+++ Passage to read +++
How do I control and identify Leaf Spots?]

Q: How do I control and identify Leaf Spots?

The question ‘Why do my plants have spotted and brown leaves?’ is one of the most asked questions by gardeners and houseplant lovers. Broadly speaking ‘leaf spot’ is caused by either a fungal or bacterial infection and, without running lab tests, it’s difficult to identify the problem. But there are differences, so get your magnifying glass out and do a bit of inspection work or you may even be able to see the differences with the naked eye.


What they look like:

If a fungal infection is present, the spots will have a white centre -  that’s the fungus growing. If it’s bacterial ‘leaf spot’, the spots will be dark brown or black and more patchy - sometimes with a yellow halo edge. In both cases if not treated, leaves will yellow, wither and die.


How to prevent them:

Prevention is always better than cure so always keep plants growing healthily. The spores and bacteria are most active when there is plenty of moisture and warm temperatures, i.e. a typical UK summer. But with warmer, wetter winters conditions are ideal for leaf spot spores to not just survive but also thrive. Reduce the areas where they snooze over winter is a great way to reduce future infections. 

  • Remove all dead leaves, weeds and debris from around the base of the plants. Do this in autumn and again in spring to tidy up any straggly fallen leaves.
  • Follow this with a mulch to prevent any splash back re-infecting the plant.
  • Clean and disinfect secateurs, gardening knives and pruning saws if you are tidying up diseased material. A simple antibacterial wipe will do the job well.
  • When planting up a garden, allow plenty of air to circulate around plants. Moving air prevents spores getting a hold, particularly in the case of vegetables and fruit.


How to treat:

It is relatively easy to sort out fungal problems. Fungicidal sprays will prevent your (or your plant’s) fungus from spreading. It will have a limited effect on damaged leaves but things won’t get worse. Sulphur sprays or copper-based fungicides can be applied weekly at first sign of disease to prevent its spread- these organic fungicides will not kill leaf spot, but will again prevent the spores from germinating so are good for controlling the spread. Remember to choose a spray that is not harmful to bees and other pollinating insects and never spray open flowers.

Keep things healthy and you shouldn’t have problems. But if you do, treat quickly and all will be good again.
+++ Listed entries +++
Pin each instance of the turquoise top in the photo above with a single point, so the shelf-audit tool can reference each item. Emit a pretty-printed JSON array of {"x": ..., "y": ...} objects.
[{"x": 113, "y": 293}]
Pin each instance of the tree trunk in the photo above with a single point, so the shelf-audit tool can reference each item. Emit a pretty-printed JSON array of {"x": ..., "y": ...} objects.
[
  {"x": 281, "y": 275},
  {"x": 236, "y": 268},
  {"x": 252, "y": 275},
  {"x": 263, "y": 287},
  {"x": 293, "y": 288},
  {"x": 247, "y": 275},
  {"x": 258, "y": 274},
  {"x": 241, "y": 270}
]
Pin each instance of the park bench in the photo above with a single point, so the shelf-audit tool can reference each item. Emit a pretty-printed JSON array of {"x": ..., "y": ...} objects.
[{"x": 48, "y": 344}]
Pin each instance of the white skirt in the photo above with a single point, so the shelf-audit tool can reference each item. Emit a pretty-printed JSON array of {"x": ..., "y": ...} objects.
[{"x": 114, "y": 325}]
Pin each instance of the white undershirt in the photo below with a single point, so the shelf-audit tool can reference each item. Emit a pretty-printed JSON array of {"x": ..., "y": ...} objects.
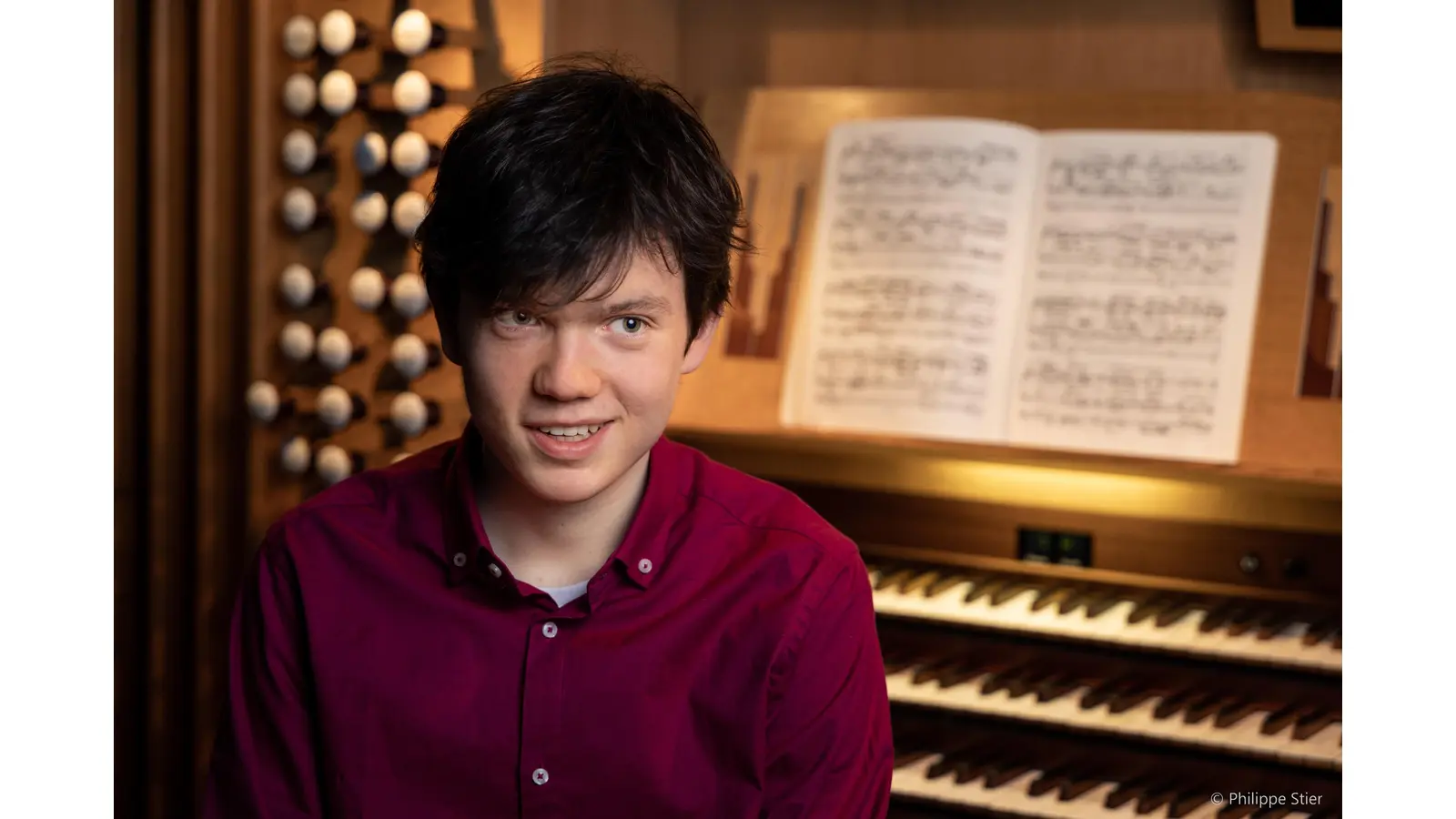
[{"x": 567, "y": 593}]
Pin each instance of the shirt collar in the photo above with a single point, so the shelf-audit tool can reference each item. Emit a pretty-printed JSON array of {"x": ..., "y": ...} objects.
[{"x": 644, "y": 550}]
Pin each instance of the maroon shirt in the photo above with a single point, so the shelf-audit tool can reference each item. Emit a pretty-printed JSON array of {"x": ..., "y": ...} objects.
[{"x": 723, "y": 663}]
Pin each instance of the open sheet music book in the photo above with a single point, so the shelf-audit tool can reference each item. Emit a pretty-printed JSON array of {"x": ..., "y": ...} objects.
[{"x": 1085, "y": 290}]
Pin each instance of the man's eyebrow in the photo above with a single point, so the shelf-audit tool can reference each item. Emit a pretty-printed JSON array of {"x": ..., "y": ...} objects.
[{"x": 641, "y": 305}]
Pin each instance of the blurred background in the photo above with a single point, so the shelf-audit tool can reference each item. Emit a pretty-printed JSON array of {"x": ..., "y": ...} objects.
[{"x": 1103, "y": 627}]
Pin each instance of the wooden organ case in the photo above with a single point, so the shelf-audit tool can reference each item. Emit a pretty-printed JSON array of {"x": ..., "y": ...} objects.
[
  {"x": 1074, "y": 636},
  {"x": 1065, "y": 636}
]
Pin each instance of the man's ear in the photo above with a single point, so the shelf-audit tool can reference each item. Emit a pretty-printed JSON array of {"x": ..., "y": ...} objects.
[{"x": 698, "y": 350}]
+++
> **Explore the material**:
[1] Copy out everything in the leaf spot passage from "The question ‘Why" down to "wither and die.".
[2] Summarize the leaf spot passage in two sentences.

> **Task-by-task outputs**:
[1]
The question ‘Why do my plants have spotted and brown leaves?’ is one of the most asked questions by gardeners and houseplant lovers. Broadly speaking ‘leaf spot’ is caused by either a fungal or bacterial infection and, without running lab tests, it’s difficult to identify the problem. But there are differences, so get your magnifying glass out and do a bit of inspection work or you may even be able to see the differences with the naked eye.


What they look like:

If a fungal infection is present, the spots will have a white centre -  that’s the fungus growing. If it’s bacterial ‘leaf spot’, the spots will be dark brown or black and more patchy - sometimes with a yellow halo edge. In both cases if not treated, leaves will yellow, wither and die.

[2] Leaf spot comes from either a fungal or a bacterial infection: fungal spots have a white center, while bacterial spots are dark brown or black and patchy, sometimes with a yellow halo. It can be prevented by clearing dead leaves and debris, mulching, disinfecting tools and giving plants room for air to circulate, and fungal cases can be treated with fungicidal sprays that keep the disease from spreading.